╭─ 抜粋した文章

なお、Xi対応タブレット2機種の発表に合わせ、従来までスマートフォンとタブレットを同列に扱ってきたものを、タブレットを独立させ、「ドコモ タブレット」という新しい製品カテゴリを新設することも発表された。この新カテゴリの新設についてNTTドコモの山田隆持社長は、タブレットは法人関係が大きな比率を占めると予想されるため、クラウド機能やセキュリティ機能を強化し、法人向けに注力するためと説明した。
また、今回発表されたXi対応タブレットの販売開始に合わせ、Xiデータ通信専用プランとして、新たに2プランが用意されることも発表された。1つは「Xiデータプラン フラット にねん」で、データ通信量が1カ月あたり7GBまでは5,985円の定額となるフラット型のデータプラン。もう1つは「Xiデータプラン2 にねん」で、データ通信量が1カ月あたり7GBまでは2,500円から最大6,510円の2段階料金(上下の定額の間は1KBあたり0.2625円加算)となるプラン。双方とも2年間の継続利用が条件で、データ通信量が7GBを超えると、2GBごとに2,625円が加算されることになる。

╰─
╭─ 保存された行

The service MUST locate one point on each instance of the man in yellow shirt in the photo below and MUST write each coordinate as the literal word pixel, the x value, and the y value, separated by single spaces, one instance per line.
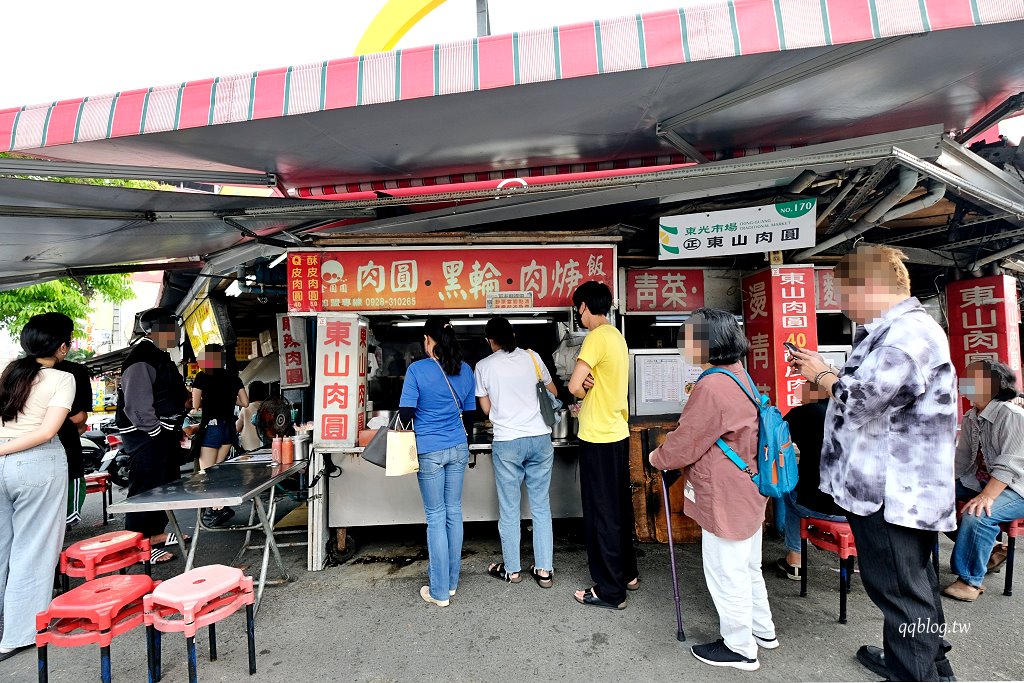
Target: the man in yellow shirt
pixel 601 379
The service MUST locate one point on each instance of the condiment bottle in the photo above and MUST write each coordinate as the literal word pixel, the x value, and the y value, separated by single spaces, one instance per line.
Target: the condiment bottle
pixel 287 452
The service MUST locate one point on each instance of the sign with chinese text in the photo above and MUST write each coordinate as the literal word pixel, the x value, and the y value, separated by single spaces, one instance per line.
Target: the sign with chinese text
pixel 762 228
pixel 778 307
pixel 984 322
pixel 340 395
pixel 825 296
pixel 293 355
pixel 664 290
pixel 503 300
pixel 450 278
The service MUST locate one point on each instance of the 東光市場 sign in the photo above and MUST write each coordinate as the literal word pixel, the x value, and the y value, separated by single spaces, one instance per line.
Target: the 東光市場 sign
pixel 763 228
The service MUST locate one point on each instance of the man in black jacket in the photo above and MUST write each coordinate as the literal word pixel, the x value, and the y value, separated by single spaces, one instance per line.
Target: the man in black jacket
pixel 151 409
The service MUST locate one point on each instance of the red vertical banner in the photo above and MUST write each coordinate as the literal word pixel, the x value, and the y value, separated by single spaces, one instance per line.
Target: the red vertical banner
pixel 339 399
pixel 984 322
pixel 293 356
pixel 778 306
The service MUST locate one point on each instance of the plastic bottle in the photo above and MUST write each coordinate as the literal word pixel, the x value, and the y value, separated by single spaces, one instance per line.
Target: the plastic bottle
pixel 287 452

╰─
╭─ 保存された行

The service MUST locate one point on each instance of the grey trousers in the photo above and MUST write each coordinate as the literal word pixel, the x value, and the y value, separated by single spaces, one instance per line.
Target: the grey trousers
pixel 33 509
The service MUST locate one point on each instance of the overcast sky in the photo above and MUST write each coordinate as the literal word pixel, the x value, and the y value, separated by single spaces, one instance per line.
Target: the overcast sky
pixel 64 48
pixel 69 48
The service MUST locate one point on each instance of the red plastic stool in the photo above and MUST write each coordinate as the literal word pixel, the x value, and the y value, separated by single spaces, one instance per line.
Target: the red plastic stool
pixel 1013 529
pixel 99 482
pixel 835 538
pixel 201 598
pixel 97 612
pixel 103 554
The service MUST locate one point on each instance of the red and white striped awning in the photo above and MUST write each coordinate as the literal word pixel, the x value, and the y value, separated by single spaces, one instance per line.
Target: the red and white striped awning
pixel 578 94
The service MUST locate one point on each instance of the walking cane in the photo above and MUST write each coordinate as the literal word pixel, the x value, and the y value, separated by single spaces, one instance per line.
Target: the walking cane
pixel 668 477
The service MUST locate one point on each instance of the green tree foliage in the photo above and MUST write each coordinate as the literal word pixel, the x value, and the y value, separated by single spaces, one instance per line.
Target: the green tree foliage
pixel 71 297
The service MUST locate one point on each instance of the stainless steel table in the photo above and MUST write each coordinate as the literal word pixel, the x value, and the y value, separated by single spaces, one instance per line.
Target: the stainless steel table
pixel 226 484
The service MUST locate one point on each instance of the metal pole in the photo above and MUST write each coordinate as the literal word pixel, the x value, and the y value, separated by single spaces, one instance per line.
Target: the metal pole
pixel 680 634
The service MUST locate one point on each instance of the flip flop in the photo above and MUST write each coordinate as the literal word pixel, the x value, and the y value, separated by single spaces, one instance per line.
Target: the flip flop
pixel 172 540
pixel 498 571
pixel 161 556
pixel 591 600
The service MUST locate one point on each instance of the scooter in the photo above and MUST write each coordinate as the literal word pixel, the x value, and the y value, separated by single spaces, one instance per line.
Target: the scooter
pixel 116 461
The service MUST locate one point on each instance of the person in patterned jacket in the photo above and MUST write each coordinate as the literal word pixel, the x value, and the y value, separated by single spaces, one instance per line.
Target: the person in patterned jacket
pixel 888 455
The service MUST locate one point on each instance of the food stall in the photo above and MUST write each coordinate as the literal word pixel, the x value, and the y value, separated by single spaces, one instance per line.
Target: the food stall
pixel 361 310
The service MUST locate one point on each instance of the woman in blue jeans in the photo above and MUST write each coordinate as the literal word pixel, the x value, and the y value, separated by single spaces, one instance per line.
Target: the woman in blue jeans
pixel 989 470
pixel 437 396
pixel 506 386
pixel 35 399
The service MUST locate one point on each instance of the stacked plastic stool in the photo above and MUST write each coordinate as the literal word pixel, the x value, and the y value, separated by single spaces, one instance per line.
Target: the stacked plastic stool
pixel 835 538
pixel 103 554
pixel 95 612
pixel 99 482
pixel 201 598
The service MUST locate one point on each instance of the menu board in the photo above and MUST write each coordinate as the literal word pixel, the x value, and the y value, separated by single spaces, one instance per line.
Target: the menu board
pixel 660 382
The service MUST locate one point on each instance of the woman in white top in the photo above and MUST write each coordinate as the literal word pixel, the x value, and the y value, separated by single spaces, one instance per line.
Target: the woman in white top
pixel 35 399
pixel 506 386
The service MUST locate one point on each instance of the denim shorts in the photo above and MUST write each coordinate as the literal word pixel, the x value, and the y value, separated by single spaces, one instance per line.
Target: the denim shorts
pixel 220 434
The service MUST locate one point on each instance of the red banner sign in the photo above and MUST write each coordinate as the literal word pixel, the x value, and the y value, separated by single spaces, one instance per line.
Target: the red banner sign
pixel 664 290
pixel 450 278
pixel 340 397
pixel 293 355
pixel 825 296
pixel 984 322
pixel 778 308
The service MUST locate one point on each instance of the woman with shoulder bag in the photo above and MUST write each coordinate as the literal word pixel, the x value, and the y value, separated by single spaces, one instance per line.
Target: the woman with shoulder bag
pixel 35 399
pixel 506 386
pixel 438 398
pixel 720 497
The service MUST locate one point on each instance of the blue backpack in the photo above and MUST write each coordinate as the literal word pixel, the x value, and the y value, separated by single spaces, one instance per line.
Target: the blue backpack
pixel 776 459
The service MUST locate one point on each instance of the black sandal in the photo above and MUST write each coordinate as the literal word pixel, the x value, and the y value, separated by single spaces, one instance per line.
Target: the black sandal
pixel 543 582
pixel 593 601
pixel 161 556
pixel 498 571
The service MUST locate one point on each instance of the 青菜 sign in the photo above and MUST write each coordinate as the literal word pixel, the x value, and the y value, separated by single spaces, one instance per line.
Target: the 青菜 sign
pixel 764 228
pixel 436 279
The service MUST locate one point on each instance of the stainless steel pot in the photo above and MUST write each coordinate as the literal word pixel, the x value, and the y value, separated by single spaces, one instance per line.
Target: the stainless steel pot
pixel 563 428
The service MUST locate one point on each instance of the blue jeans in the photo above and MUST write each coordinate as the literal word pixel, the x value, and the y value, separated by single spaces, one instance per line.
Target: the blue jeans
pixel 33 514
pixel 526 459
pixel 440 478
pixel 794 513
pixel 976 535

╰─

■ 実施する作業
[A] 抜粋した文章では、「Xiデータプラン フラット にねん」の料金はどう定められているか。
[B] エントリのうち、「in blue jeans in」を含む行から書き写し、「pixel 778 308」を含む行まで写したら終えること。両端の行も含めて一字一句そのまま写す。
抜粋した文章とエントリは互いに無関係である。

■ 演習の解答
[A] データ通信量が1カ月あたり7GBまでは5,985円の定額である。

[B]
The service MUST locate one point on each instance of the woman in blue jeans in the photo above and MUST write each coordinate as the literal word pixel, the x value, and the y value, separated by single spaces, one instance per line.
Target: the woman in blue jeans
pixel 989 470
pixel 437 396
pixel 506 386
pixel 35 399
The service MUST locate one point on each instance of the stacked plastic stool in the photo above and MUST write each coordinate as the literal word pixel, the x value, and the y value, separated by single spaces, one instance per line.
Target: the stacked plastic stool
pixel 835 538
pixel 103 554
pixel 95 612
pixel 99 482
pixel 201 598
The service MUST locate one point on each instance of the menu board in the photo above and MUST write each coordinate as the literal word pixel, the x value, and the y value, separated by single spaces, one instance per line.
Target: the menu board
pixel 660 382
The service MUST locate one point on each instance of the woman in white top in the photo above and MUST write each coordinate as the literal word pixel, the x value, and the y value, separated by single spaces, one instance per line.
Target: the woman in white top
pixel 35 399
pixel 506 386
The service MUST locate one point on each instance of the denim shorts in the photo above and MUST write each coordinate as the literal word pixel, the x value, and the y value, separated by single spaces, one instance per line.
Target: the denim shorts
pixel 220 434
The service MUST locate one point on each instance of the red banner sign in the photo above and MUST write each coordinate as the literal word pixel, the x value, and the y value, separated by single spaces, one instance per line.
Target: the red banner sign
pixel 664 290
pixel 450 278
pixel 340 397
pixel 293 355
pixel 825 296
pixel 984 322
pixel 778 308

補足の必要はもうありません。